# Entries start

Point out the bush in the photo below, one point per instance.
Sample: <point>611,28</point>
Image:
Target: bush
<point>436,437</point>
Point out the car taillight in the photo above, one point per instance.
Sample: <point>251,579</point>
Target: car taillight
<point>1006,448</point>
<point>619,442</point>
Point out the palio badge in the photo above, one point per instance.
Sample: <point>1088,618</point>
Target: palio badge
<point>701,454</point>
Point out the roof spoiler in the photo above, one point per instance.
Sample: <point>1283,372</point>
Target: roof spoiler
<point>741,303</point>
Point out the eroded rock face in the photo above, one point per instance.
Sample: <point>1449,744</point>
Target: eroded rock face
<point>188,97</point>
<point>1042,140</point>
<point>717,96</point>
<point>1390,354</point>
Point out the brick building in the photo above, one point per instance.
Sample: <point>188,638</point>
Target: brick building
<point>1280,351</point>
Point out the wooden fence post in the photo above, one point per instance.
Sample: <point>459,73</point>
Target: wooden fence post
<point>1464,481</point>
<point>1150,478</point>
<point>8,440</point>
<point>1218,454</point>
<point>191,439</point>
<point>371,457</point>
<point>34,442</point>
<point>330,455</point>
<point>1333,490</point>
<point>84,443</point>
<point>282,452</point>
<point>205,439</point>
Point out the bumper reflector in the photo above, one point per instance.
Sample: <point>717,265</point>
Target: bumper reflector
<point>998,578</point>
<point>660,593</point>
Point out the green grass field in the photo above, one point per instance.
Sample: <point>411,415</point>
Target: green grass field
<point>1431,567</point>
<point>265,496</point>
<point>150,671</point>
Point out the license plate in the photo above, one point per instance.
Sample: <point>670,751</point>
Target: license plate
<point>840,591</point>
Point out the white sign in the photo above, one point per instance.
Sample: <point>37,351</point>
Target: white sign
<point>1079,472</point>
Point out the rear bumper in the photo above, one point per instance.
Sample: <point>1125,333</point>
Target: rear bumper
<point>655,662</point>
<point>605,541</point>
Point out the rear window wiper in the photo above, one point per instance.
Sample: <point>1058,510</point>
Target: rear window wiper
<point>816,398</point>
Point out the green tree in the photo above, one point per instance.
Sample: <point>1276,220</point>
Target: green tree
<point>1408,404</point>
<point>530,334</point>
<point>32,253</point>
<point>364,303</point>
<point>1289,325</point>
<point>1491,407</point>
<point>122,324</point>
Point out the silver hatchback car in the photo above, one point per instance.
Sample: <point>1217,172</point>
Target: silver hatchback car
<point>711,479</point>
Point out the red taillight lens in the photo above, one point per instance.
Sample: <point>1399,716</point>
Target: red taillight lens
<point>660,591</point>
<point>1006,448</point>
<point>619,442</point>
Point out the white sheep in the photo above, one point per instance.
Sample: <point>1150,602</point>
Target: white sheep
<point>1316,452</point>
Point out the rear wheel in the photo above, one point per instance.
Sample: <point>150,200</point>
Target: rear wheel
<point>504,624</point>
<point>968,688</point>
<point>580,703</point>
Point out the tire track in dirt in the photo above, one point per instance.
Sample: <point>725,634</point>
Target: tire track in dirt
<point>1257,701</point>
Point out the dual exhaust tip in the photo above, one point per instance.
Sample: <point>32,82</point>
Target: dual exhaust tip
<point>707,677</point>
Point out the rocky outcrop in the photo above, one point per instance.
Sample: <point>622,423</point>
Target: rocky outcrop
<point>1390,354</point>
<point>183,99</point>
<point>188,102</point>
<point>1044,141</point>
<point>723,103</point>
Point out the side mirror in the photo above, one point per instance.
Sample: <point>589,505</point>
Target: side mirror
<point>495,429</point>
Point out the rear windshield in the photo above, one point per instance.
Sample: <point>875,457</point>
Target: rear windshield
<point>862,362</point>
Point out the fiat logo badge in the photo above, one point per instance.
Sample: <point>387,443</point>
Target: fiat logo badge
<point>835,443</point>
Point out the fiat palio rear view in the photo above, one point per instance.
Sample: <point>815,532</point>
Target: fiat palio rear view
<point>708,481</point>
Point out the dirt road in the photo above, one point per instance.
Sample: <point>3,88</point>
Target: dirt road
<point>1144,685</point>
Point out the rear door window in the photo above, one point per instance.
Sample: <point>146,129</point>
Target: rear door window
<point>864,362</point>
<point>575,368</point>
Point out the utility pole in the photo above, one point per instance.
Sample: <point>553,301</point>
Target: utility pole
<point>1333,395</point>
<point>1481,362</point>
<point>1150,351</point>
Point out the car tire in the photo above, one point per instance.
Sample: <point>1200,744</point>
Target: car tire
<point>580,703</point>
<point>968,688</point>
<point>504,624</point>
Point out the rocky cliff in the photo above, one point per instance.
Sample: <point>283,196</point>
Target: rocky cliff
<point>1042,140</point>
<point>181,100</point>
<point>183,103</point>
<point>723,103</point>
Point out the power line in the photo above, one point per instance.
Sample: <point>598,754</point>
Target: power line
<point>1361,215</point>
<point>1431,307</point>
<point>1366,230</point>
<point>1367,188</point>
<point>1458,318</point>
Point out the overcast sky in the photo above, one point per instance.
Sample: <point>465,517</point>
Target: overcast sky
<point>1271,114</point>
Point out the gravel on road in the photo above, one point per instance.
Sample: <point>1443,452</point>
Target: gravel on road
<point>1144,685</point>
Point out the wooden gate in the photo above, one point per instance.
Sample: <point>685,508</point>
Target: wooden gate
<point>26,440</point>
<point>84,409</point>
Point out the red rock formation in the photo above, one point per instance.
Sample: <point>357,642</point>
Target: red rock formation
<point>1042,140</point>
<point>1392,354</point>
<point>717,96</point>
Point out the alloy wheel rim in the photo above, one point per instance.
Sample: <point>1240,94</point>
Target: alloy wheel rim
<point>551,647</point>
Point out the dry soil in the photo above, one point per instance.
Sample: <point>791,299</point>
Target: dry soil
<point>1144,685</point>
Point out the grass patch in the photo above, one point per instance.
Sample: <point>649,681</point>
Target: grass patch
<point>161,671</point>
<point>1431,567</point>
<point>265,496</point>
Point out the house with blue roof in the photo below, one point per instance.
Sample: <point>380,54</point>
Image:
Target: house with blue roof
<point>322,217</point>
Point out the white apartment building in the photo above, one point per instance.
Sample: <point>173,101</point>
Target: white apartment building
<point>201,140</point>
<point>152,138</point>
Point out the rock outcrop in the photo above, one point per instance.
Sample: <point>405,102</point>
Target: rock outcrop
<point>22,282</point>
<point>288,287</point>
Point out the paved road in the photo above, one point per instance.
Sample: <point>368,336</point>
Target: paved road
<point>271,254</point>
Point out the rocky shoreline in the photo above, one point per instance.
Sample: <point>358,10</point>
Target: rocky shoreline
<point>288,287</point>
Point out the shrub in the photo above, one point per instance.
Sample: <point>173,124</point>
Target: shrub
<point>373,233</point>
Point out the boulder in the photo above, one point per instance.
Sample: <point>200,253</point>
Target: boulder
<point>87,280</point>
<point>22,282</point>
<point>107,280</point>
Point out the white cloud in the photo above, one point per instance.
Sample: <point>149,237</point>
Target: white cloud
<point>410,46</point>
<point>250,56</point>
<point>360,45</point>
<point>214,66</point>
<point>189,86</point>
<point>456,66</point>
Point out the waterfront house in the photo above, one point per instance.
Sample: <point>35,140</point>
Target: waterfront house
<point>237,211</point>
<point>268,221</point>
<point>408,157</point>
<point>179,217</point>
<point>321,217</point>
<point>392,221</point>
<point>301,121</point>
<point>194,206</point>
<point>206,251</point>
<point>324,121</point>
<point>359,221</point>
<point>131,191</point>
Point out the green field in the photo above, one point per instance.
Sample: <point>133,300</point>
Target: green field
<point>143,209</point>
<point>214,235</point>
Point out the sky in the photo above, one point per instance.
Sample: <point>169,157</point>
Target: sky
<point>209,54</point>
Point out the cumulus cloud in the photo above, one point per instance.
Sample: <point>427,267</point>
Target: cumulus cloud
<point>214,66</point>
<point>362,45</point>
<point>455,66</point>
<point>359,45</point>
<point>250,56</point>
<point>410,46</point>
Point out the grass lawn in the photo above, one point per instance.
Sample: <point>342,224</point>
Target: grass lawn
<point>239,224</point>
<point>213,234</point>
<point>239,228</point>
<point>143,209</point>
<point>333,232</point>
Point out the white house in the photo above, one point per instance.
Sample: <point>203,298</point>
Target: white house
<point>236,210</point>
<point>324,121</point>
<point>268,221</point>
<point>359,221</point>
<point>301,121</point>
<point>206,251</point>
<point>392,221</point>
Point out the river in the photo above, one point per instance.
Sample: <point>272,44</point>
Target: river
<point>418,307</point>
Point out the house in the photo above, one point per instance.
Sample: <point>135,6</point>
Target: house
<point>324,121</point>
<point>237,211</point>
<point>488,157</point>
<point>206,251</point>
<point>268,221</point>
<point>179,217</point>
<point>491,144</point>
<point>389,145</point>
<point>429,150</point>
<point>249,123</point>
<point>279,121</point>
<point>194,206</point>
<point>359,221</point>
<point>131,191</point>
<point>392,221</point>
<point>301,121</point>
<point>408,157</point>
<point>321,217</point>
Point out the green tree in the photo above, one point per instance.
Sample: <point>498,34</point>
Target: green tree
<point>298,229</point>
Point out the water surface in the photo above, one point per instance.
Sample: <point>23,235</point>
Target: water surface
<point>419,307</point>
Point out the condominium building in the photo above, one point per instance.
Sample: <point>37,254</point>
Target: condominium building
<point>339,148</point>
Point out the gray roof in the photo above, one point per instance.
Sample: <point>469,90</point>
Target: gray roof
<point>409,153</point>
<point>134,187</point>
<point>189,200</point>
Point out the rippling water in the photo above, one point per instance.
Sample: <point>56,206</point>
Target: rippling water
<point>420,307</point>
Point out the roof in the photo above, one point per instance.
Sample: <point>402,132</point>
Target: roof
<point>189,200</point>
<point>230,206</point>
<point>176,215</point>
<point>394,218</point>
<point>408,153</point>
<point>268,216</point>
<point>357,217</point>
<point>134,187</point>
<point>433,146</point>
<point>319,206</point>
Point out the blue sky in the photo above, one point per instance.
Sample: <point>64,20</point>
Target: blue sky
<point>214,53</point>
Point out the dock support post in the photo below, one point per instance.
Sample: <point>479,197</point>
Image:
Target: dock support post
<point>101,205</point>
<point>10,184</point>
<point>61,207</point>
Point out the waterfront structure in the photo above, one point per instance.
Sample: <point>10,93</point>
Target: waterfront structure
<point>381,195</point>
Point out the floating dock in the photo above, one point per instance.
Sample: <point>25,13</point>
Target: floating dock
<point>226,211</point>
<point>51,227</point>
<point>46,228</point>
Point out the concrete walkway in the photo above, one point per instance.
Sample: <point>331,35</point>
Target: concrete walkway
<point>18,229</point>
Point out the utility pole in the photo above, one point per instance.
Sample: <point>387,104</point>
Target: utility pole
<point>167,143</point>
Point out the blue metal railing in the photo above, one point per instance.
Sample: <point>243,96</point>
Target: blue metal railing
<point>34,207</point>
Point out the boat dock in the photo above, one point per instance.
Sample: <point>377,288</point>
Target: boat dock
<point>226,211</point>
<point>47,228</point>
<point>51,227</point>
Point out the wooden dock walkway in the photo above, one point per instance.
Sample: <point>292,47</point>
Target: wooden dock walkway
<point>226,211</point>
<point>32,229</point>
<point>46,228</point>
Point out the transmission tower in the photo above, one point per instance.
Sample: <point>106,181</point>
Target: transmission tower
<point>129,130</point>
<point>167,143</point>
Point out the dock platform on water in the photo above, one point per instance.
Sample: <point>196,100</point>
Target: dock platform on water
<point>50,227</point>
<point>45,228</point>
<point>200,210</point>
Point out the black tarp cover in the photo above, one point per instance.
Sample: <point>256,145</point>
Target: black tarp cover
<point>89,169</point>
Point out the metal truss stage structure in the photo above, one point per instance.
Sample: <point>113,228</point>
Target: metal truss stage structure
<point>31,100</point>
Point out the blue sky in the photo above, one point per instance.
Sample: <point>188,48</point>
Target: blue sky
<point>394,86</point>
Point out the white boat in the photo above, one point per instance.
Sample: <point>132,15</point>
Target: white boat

# Entries end

Task description
Starting at the line that contains "Point out the black", copy each line exactly through the end of the listing above. Include that first line and the last one, and add nothing.

Exercise result
Point out the black tarp cover in the photo above, one point per instance.
Sample: <point>256,145</point>
Target: black tarp cover
<point>89,169</point>
Point out the metal truss stage structure in the photo above, one point per instance.
Sample: <point>113,228</point>
Target: metal truss stage structure
<point>31,100</point>
Point out the blue sky in the photo above, one point per instance.
Sample: <point>188,48</point>
Target: blue sky
<point>394,86</point>
Point out the white boat in the photo above, one point per instance.
Sample: <point>132,15</point>
Target: white boat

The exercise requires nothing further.